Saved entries
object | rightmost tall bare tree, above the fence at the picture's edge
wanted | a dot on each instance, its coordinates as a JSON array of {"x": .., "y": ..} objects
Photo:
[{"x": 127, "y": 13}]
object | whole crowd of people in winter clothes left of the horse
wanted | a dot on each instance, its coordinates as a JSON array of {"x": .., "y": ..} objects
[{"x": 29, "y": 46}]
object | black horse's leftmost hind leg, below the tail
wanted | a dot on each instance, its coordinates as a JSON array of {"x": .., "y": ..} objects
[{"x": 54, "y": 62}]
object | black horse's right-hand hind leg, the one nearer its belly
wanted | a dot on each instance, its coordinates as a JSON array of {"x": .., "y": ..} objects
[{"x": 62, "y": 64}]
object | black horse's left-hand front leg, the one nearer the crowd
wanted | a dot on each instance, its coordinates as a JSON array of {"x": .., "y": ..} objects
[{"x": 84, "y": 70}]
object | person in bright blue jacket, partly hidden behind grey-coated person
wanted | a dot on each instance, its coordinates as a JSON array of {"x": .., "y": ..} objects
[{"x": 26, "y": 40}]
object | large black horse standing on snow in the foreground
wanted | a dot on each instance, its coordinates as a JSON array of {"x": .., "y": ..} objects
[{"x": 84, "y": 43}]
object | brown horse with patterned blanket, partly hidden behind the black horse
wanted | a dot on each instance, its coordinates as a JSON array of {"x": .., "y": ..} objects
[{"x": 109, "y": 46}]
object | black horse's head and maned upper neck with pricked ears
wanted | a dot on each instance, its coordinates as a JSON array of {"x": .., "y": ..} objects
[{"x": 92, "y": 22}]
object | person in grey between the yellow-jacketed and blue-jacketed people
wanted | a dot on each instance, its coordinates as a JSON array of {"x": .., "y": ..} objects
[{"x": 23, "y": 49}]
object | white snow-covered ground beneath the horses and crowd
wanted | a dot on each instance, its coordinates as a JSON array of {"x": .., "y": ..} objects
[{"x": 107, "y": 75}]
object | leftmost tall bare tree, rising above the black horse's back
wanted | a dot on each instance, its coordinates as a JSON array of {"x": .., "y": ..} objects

WHAT TO DO
Count, in the records above, the lines that contain the word "with"; the answer is that number alone.

RESULT OF THE EXERCISE
2